═════ Reading text

CANMORE – The Canmore Rocky Mountain Half Marathon, one of the Bow Valley's trademark sporting events, reaches its 25th anniversary next Sunday, Sept. 12 and organizers have re-imagined the scenic course for its milestone.
Year after year, the popular event, which also features 10 and five-kilometre courses, attracts thousands of out-of-towners to the mountain town, but it still embraces a familiar family-like atmosphere between athletes and organizers.
"It is a community event and we certainly take pride in the fact that we launched and sustained one of the signature events in the town where I live and have lived for 30 years," said Paul Carrick, the half marathon's founder.
"We're right up there with Folk Fest and the Highland Games and there isn't a reason to think this race won't go on for another 75 years."
Back in 1995, Carrick, a life-long runner, realized Canmore's lack of a big annual race and wanted to develop a fresh new tradition, which turned into the inaugural marathon and eight-km. Approximately 600 people signed up in 1995, and during a good year, the event will have 2,000 runners.
Described as a happy and stressful time of year for Carrick, the event has had its positive impacts and misadventures throughout a quarter of a century of operating.
Approximately 30,000 runners have participated in more than two decades and Carrick said a number of people make it to the pilgrimage.
"As a matter of fact, we have some intensely competitive 80 year olds in the event and there's a cluster of 75-85-year-old women from Calgary who've been racing against each other for 40, 50 years, and they come out to our race every year," he said.
One long-time runner is Canmore's Duncan Marsden, who's won the half marathon and 10-km races more times than he can count.
He'll be running in the 10-km again this year, which is his first in-person race since COVID-19.
"These are the things I think people have missed," said Marsden. "Race directors did their best with virtual races, but it's not the same; you're racing it with people and against people and it brings that whole spirit of seeing people and accomplishing something together and then celebrating it at the end.
"The other thing about the course that is really nice is you often do a sort of loop and then double back to a point where you were at before, so if you're near the front like I usually am, some of the athletes who are farther back in the course really help cheer you on. I always tell my kids the most tired part of my body is my neck because I'm nodding at people when they cheer me on, it makes my neck ache by the end of the race."

══════════

• [Prompt A]:
Return the part of the Canmore race article from "CANMORE – The" to "athletes and organizers.", word for word.
• [Prompt B]:
Resume the Canmore half marathon article from the point where it stops.
The entries after this are not needed for anything asked about the Canmore race article.

═════ Extracted entries

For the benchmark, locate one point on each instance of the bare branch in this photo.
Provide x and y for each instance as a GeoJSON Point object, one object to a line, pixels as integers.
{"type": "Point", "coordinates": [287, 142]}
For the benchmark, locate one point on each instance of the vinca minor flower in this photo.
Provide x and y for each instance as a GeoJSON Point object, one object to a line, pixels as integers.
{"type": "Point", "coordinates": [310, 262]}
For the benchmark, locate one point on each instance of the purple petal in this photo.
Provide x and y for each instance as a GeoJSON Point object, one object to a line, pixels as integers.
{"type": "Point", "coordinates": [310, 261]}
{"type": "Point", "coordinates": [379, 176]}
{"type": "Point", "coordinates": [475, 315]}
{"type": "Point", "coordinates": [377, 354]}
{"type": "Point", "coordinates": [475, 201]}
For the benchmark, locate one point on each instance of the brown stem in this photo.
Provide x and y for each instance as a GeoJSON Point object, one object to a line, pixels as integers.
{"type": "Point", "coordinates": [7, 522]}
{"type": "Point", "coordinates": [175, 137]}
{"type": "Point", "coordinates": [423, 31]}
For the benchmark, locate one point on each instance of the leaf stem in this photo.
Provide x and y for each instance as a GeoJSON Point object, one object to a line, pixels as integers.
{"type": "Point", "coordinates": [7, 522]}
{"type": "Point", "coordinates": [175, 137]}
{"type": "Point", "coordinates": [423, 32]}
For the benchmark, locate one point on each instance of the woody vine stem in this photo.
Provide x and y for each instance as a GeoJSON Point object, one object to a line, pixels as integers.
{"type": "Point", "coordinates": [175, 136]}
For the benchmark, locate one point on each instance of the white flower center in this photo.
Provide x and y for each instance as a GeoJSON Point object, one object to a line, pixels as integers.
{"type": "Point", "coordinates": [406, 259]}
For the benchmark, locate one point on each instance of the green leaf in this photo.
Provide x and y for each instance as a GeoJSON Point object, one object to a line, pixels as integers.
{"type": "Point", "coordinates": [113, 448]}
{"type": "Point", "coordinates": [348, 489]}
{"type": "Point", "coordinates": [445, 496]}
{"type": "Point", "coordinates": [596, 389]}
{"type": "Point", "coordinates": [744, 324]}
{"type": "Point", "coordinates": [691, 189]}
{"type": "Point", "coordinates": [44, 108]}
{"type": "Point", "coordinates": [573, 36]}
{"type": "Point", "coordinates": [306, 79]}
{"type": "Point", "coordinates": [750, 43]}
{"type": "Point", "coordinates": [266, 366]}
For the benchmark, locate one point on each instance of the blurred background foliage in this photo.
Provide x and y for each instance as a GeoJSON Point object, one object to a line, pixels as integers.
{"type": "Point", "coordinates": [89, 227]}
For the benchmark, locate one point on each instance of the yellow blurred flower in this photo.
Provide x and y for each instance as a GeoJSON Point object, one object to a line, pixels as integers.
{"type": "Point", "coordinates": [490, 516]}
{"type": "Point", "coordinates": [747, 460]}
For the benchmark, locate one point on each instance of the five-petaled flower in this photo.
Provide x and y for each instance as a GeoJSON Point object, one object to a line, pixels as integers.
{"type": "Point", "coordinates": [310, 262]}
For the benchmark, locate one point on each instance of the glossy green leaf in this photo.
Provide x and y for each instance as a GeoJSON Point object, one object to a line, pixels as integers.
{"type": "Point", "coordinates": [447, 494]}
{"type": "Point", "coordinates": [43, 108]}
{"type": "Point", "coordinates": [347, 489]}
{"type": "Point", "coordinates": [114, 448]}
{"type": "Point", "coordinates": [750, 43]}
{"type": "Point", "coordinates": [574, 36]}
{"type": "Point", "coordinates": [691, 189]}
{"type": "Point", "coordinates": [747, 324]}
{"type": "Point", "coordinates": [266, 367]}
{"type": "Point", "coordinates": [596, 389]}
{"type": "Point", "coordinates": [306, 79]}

══════════

• [Answer A]:
CANMORE – The Canmore Rocky Mountain Half Marathon, one of the Bow Valley's trademark sporting events, reaches its 25th anniversary next Sunday, Sept. 12 and organizers have re-imagined the scenic course for its milestone.
Year after year, the popular event, which also features 10 and five-kilometre courses, attracts thousands of out-of-towners to the mountain town, but it still embraces a familiar family-like atmosphere between athletes and organizers.

• [Answer B]:
The course, which is mostly flat with some hills, is on about 70 per cent gravel and 30 per cent asphalt.
With the passage of time, the race adjusted to showcase a shorter main event for athletes.
"In truth, Canmore doesn't really have a good marathon route," said Carrick. "We transitioned it to a half marathon (and 10- and five-km) because we have a gorgeous half marathon course and it's also less of a demand on volunteers."
As Canmore grows and continues to bring in more visitors to the area, the new version of the course, which still starts and finishes at Centennial Park, is designed to avoid traffic and pedestrians.
"Instead of running through the busy streets we're sticking to south Canmore ... so we've eliminated some asphalt, we've gotten away from the busy streets and we anticipate there will be far fewer conflicts between cars and runners and increased the views," Carrick said.
A mandate from the beginning has been funding goes toward a charity, and this year, the Embrace International Foundation, which works with special needs children in east Africa, Central America and Canada, is the main funding beneficiary of the event.
Founded by Carrick, Embrace International Foundation replaces charity CAUSE Canada's overseas programming, which is where funds went to in the previous 24 years.
"We also work locally, and in partnership with the Rotary Club of Canmore, Embrace International Foundation helped to pay for therapy rooms for autistic and special needs children at both the middle school and elementary school here in Canmore, and the charity unilaterally built a therapy room for autistic children with the Stoney Educational Authority," said Carrick.
A full list of COVID-19 protocols is listed on the event's website, canmorehalfmarathon.ca.